Um agradecimento ao Joaquim Caetano pela ajuda na transcrição de uma ou outra palavra no testamento


domingo, 4 de maio de 2025

As peças de um processo: Francisco Manuel de Morais (1891-1916)

 

Já por várias vezes escrevi sobre Francisco Manuel de Morais, o meu tio-avô paterno que morreu prematuramente num acidente de caça em Vinhais, nas vésperas de ser mobilizado para a Primeira grande Guerra Mundial. Quem acompanha este blog, pensará que me estou a repetir, mas encontrei mais documentos interessantes sobre a fugaz vida deste tio-avô, que permanecerá sempre jovem na memória da família.

Consultei o seu registo de baptismo, de 13 de Abril de 1891, da paróquia de Nossa Senhora da Assunção da Vila de Vinhais e descobri que o menino já tinha sido baptizado em casa por estar em perigo de vida. Parece que o destino desde cedo conspirou contra ele. Nasceu pelas onze horas da manhã do dia 20 do mês de Marco desse ano, na rua de Cima, numa casa, que ainda conheci. O baptizado oficial foi realizado uns 20 dias depois por Abílio Augusto da Silva Buíça, abade de Vinhais e que foi o pai do célebre Manuel de Buíça, o regicida, um dos homens que matou o Rei D. Carlos e o Príncipe Luís Filipe, no ano de 1908. É curioso, pois já é segunda vez, que encontro este cruzamento de destinos dos Buíças com os meus antepassados. No espólio da família paterna, encontrei uma carta datada de Novembro de 1888, escrita pelo Abade de Buiça a convidar o meu trisavô, o José Rodrigues Liberal Sampaio a pregar um sermão na festa da Imaculada Conceição em Vinhais. Bem sei que é uma curiosidade, mas não deixa de ser um apontamento interessante. Todos nós aspiramos a ter antepassados, que tenham estado próximos de figuras que fizeram história.

****************

▸ **O que fazer**
Transcreva na íntegra o excerto acima sobre Francisco Manuel de Morais, sem alterar nenhuma palavra nem sinal de pontuação.

▸ **Linhas apresentadas**
****************

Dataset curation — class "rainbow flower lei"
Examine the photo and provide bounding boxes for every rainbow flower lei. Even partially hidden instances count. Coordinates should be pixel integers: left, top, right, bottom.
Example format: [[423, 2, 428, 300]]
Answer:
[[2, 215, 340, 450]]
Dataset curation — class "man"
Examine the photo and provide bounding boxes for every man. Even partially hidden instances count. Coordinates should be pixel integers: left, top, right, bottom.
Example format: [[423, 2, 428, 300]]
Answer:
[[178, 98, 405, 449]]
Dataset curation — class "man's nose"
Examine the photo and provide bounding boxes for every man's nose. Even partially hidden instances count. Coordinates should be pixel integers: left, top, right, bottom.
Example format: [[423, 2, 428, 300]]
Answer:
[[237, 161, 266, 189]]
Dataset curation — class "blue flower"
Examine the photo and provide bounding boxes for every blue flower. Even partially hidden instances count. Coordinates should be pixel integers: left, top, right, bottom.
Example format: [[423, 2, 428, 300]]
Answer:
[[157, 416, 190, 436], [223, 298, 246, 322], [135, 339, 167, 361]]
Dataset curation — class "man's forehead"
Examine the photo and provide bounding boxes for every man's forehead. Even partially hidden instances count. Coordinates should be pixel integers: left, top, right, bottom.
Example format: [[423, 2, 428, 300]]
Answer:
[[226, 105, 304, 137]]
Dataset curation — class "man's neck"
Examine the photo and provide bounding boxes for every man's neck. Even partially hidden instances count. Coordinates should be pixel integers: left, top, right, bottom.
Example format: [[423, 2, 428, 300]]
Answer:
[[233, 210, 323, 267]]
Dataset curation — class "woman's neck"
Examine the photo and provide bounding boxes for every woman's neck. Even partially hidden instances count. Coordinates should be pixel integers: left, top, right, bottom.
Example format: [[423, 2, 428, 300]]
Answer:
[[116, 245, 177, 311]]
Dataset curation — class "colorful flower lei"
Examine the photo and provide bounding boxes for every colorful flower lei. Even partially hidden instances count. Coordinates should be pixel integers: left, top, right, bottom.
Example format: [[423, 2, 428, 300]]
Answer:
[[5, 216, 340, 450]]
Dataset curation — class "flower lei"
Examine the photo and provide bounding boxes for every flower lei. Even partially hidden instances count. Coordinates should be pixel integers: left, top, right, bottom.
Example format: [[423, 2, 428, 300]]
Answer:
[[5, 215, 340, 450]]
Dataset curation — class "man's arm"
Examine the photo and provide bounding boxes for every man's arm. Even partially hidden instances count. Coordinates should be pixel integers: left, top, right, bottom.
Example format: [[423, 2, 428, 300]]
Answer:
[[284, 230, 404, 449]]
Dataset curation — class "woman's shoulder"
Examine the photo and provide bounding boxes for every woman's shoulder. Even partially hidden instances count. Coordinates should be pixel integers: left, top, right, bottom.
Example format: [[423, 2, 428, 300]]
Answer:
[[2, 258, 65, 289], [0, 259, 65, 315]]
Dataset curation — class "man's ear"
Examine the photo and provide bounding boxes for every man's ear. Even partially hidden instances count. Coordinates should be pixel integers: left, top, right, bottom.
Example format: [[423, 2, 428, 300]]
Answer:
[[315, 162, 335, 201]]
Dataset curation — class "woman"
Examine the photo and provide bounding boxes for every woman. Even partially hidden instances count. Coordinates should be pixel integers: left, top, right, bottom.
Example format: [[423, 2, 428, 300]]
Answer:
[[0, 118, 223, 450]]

****************

▸ **Resposta escrita**
Um agradecimento ao Joaquim Caetano pela ajuda na transcrição de uma ou outra palavra no testamento


domingo, 4 de maio de 2025

As peças de um processo: Francisco Manuel de Morais (1891-1916)

 

Já por várias vezes escrevi sobre Francisco Manuel de Morais, o meu tio-avô paterno que morreu prematuramente num acidente de caça em Vinhais, nas vésperas de ser mobilizado para a Primeira grande Guerra Mundial. Quem acompanha este blog, pensará que me estou a repetir, mas encontrei mais documentos interessantes sobre a fugaz vida deste tio-avô, que permanecerá sempre jovem na memória da família.

Consultei o seu registo de baptismo, de 13 de Abril de 1891, da paróquia de Nossa Senhora da Assunção da Vila de Vinhais e descobri que o menino já tinha sido baptizado em casa por estar em perigo de vida. Parece que o destino desde cedo conspirou contra ele. Nasceu pelas onze horas da manhã do dia 20 do mês de Marco desse ano, na rua de Cima, numa casa, que ainda conheci. O baptizado oficial foi realizado uns 20 dias depois por Abílio Augusto da Silva Buíça, abade de Vinhais e que foi o pai do célebre Manuel de Buíça, o regicida, um dos homens que matou o Rei D. Carlos e o Príncipe Luís Filipe, no ano de 1908. É curioso, pois já é segunda vez, que encontro este cruzamento de destinos dos Buíças com os meus antepassados. No espólio da família paterna, encontrei uma carta datada de Novembro de 1888, escrita pelo Abade de Buiça a convidar o meu trisavô, o José Rodrigues Liberal Sampaio a pregar um sermão na festa da Imaculada Conceição em Vinhais. Bem sei que é uma curiosidade, mas não deixa de ser um apontamento interessante. Todos nós aspiramos a ter antepassados, que tenham estado próximos de figuras que fizeram história.